== TEXT PASSAGE ==
--------------------------------

The Empire was formed by territories conquered by Napoleon (Low Countries, Milan...), territories controlled by Napoleon such as Spain, Grand Duchy of Warsaw, etc and the allies (Austria, Norway and Denmark). There were territories that didn't accept Napoleon's rule such as Great Britain, Portugal and Russia. He decided to order the Continental Blockade: Prohibition of having commercial realtions like buying and selling with Great Britain althought Portugal didn't follow this and Napoleon decided to invade it. As Spain was a France ally, he signed the Treaty of Fontainebleau with Godoy (prime minister of Spain) to allow the French troops to cross Spain towards Portugal. The Peninsular war was started when the people of Madrid revolted against French soldiers. Later he decided to invade Russia and these two decisions meant the end of the Empire in 1815.
Today we've learnt some new words:
· Ally: Aliado
· Continental blockade: Bloqueo continental

When Paqui has finished explaining this, she has asked us a date to do the exam of this unit. Almost all have voted for the 12th of December but some people disagreed and Paqui has become angry because they were talking in Spanish. Finally, Paqui has given us two exercises for homework (12 and 13 from page 22).
Bye bye!

Wednesday, November 23, 2011

23rd November 2011

Napoleon's portrait
The guillotine was very famous

Today in Social Sciences at the beginning of the class Laura’s sister and his friend were talking with Paqui, and when we were all sitting in our places, some people have come late to the class because they were doing the computing exam and Laura’s sister and his friend have come also into the class. Paqui has said to them that they have to be in silence. 

After that we have check exercise ten on the book about the Age of Terror and about the Jacobins. Daniel has checked this exercise. Paqui has written the correct answer in the blackboard: this period was called the Age of Terror due to the Law of Suspects. In July 1794 some conservative deputies took control of the Convention, amonested the Jacobins leaders and executed them by guillotine.
Them, we have continued with the class. We have continued reading point C on the book about The Directory (1794-1799), the Directory was the new government that was established during 5 years. We have copied some notes about that. We were talking about the guillotine and about the death penalties in this period and Paqui has said that Laura’s sister was in favour of the death penalty. In this period they were very radical, they killed every one and the people went to see that! They had a different mentality.
A very curious thing we have talked has been the new calendar that was established in France after the Thermidorian Reaction. There were 12 month and every one with 30 days and the month was divided into three periods of ten days (not weeks) and the names were established following the type of weather in Paris during every month:

·         Vendémiaire September  Grape harvest
·         Brumaire  October  Fog
·         Frimaire  November  Frost
·         Nivôse December  Snowy
·         Pluviôse January  Rainy
·         Ventôse February Windy
·         Germinal March  Germination
·         Floréal April  Flower
·         Prairial May Pasture
·         Messidor June Harvest
·         Thermidor  July Summer heat
·         Fructidor August Fruit

The Directory had some problems from two sides; the counter-revolutionaries and the popular protests, and some internals problems also: huge inflation, corruption and less prestige to the Republic.

After that, we have talk about the beginning of the Napoleonic era. Paqui has made a small representation with us about the problems that had Napoleon to take the power and to do the “coup d’Etat”. Paqui has said to us a Napoleon’s quote because we have said to Paqui that Napoleon was very small: “The stature of the men should be not measure from feet to the head, but from the head to the sky”. That’s a good quote!

--------------------------------

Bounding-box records

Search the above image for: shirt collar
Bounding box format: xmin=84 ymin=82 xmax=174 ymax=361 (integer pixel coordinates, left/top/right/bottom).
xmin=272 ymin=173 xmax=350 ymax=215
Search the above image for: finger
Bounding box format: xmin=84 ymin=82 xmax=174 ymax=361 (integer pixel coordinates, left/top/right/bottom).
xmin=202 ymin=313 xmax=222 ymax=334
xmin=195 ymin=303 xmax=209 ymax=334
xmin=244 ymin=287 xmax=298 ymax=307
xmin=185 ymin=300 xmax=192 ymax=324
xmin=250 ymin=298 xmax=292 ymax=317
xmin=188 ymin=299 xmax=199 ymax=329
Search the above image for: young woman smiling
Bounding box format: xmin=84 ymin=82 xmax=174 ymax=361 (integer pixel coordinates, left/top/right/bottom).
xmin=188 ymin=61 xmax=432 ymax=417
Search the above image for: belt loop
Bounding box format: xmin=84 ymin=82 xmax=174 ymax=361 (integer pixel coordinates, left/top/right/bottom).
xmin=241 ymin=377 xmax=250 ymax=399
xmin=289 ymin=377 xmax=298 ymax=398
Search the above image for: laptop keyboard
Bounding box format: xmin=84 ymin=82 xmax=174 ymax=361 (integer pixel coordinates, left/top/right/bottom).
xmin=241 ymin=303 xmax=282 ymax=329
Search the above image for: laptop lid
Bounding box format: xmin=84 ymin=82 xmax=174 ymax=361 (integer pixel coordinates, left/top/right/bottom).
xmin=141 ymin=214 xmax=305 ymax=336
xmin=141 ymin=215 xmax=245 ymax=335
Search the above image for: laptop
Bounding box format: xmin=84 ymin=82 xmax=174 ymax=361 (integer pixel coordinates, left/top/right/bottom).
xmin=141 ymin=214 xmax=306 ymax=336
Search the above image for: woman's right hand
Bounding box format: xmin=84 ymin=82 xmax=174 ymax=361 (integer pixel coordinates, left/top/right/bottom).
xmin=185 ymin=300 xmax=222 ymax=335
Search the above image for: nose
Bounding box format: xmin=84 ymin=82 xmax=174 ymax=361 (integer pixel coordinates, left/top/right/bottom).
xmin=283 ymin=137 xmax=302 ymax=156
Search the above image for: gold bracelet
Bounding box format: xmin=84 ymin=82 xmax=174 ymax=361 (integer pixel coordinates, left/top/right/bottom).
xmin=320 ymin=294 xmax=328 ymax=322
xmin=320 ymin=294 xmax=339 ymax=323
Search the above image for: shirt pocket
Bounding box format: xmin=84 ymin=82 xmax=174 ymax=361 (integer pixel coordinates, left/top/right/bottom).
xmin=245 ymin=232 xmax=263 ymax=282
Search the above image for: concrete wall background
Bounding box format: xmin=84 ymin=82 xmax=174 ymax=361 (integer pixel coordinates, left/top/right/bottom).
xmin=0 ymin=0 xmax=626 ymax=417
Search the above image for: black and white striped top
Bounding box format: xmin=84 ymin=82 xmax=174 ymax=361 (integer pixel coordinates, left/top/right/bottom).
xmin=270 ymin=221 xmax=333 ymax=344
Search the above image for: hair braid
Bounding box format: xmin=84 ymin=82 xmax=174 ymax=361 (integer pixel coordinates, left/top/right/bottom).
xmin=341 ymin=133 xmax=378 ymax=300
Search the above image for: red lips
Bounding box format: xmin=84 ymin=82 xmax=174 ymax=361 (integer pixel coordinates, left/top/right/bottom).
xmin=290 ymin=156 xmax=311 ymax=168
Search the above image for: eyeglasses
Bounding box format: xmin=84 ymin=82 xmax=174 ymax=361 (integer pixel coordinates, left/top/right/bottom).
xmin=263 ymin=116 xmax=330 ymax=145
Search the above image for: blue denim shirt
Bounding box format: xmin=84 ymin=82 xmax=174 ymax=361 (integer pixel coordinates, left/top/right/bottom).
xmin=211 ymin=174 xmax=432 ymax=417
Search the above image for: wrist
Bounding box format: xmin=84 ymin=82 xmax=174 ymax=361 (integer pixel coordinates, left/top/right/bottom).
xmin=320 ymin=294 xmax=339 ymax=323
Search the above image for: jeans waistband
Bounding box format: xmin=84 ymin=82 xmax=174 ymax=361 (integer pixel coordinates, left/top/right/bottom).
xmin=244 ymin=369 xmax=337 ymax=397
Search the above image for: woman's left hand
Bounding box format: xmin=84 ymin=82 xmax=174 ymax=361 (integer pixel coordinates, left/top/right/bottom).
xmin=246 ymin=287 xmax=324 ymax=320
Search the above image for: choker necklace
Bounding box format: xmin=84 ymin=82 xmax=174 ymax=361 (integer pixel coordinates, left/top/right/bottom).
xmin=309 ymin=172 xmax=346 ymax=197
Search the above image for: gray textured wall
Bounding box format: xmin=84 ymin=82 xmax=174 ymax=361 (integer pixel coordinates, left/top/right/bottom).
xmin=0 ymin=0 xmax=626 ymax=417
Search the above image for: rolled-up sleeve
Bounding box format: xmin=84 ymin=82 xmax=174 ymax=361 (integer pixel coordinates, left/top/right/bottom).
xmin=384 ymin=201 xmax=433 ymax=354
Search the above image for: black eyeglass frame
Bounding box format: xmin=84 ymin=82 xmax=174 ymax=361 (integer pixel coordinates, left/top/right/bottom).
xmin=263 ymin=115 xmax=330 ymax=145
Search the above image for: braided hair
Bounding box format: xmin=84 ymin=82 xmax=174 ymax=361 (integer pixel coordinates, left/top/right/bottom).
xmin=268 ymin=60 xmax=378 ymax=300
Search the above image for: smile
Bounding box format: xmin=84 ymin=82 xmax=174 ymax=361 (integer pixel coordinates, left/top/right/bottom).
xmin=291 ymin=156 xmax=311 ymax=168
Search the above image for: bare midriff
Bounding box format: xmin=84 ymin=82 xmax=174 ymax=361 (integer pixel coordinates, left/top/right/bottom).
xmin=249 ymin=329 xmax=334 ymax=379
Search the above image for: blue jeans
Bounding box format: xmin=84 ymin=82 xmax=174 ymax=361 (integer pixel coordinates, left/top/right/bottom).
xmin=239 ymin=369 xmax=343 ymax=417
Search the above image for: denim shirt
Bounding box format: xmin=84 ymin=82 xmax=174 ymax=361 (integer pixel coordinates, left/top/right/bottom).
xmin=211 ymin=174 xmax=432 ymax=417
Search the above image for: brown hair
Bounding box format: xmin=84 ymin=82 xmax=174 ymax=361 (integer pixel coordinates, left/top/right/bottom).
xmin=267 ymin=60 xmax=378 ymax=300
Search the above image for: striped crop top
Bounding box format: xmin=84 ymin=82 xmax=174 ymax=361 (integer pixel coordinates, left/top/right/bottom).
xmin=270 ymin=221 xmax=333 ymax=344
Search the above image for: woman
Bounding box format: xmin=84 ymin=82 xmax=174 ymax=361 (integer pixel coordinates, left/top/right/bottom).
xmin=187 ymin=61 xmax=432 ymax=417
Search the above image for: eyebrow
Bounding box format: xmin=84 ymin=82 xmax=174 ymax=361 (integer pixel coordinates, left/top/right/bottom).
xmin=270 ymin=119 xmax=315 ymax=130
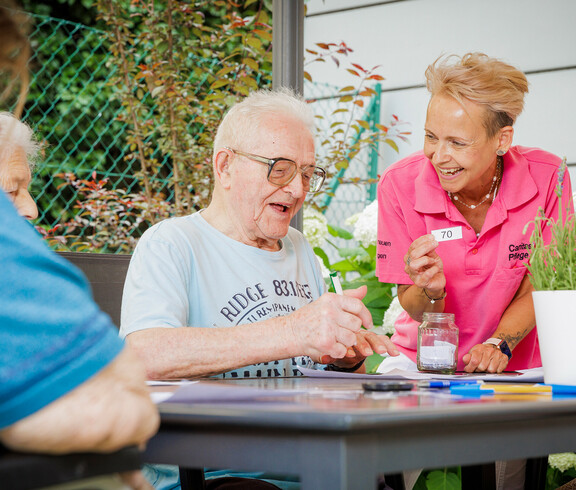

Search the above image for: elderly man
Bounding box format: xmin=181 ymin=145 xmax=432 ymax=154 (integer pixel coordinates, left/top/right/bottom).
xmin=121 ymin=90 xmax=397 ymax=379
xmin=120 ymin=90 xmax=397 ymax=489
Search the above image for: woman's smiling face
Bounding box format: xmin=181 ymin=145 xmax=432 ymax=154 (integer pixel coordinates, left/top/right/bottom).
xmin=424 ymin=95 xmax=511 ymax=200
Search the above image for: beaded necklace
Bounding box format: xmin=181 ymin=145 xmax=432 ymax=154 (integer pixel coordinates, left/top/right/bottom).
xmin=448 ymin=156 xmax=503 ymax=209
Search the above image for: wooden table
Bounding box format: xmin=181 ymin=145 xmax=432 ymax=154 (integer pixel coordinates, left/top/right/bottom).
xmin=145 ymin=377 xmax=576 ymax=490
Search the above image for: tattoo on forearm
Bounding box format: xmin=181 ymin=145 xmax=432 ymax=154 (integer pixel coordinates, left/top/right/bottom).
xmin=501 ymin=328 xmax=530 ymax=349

--------------------------------

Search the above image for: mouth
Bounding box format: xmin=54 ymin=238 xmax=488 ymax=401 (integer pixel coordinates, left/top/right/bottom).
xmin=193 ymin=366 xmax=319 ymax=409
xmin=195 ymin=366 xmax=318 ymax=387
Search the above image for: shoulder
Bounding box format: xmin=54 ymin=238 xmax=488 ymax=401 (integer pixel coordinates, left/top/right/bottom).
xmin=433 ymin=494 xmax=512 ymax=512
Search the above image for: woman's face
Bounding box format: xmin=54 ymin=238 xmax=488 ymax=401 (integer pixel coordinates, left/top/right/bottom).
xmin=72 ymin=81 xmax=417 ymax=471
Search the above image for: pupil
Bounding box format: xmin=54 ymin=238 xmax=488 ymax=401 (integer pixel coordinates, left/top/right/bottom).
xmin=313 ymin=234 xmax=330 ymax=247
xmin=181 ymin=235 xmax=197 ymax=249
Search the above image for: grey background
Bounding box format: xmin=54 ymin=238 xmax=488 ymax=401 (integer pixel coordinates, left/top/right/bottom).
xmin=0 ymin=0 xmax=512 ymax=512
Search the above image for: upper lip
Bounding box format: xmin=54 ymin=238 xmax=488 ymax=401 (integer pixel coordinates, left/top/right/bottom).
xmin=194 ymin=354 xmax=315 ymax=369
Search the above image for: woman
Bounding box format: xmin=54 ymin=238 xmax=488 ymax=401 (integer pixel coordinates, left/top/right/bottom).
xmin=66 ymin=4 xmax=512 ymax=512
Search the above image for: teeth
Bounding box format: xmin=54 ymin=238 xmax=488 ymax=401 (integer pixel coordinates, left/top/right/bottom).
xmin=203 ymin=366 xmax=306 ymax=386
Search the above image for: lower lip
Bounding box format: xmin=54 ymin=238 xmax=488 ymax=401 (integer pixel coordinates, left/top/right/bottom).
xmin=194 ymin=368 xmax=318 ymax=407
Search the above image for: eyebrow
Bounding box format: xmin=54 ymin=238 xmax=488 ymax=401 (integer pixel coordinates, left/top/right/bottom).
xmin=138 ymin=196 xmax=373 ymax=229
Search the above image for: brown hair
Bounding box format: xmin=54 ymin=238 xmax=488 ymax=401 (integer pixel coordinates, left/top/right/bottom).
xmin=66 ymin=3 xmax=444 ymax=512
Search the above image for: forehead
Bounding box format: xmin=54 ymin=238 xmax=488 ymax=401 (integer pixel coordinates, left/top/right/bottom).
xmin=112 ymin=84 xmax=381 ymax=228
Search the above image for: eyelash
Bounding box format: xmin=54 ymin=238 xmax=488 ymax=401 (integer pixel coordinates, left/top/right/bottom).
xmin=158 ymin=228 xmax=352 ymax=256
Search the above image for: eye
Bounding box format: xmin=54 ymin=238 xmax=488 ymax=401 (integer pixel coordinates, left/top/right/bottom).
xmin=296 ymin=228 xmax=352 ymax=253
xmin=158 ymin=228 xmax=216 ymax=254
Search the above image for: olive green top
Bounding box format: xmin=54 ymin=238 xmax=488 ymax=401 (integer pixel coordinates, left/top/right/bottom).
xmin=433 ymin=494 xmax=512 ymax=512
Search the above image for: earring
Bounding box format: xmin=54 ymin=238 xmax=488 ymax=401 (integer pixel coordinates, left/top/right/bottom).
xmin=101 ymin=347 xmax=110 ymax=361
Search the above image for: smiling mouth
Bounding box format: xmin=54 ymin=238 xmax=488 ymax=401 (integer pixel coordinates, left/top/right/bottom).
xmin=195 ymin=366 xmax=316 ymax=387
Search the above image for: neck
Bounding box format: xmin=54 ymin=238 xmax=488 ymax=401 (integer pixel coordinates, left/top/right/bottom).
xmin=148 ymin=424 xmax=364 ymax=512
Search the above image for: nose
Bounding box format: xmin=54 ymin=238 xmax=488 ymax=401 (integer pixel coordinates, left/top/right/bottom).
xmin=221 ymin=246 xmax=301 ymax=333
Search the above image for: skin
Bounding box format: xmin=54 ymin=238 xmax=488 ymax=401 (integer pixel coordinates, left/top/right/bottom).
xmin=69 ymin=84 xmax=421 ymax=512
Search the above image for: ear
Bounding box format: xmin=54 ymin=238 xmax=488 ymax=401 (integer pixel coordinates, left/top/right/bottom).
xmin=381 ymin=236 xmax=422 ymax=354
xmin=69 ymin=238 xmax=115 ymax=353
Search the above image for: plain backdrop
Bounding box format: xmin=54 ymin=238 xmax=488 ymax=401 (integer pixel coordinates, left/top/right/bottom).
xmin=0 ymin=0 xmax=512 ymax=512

--------------------------------

== WRITTEN REQUEST ==
Answer these questions about the class diary:
(a) What treaty did Napoleon sign with Godoy?
(b) For what date did almost everyone vote to hold the unit exam?
(c) In the new French calendar, which month corresponded to November?

== PROBLEM SOLUTION ==
(a) The Treaty of Fontainebleau.
(b) The 12th of December.
(c) Frimaire.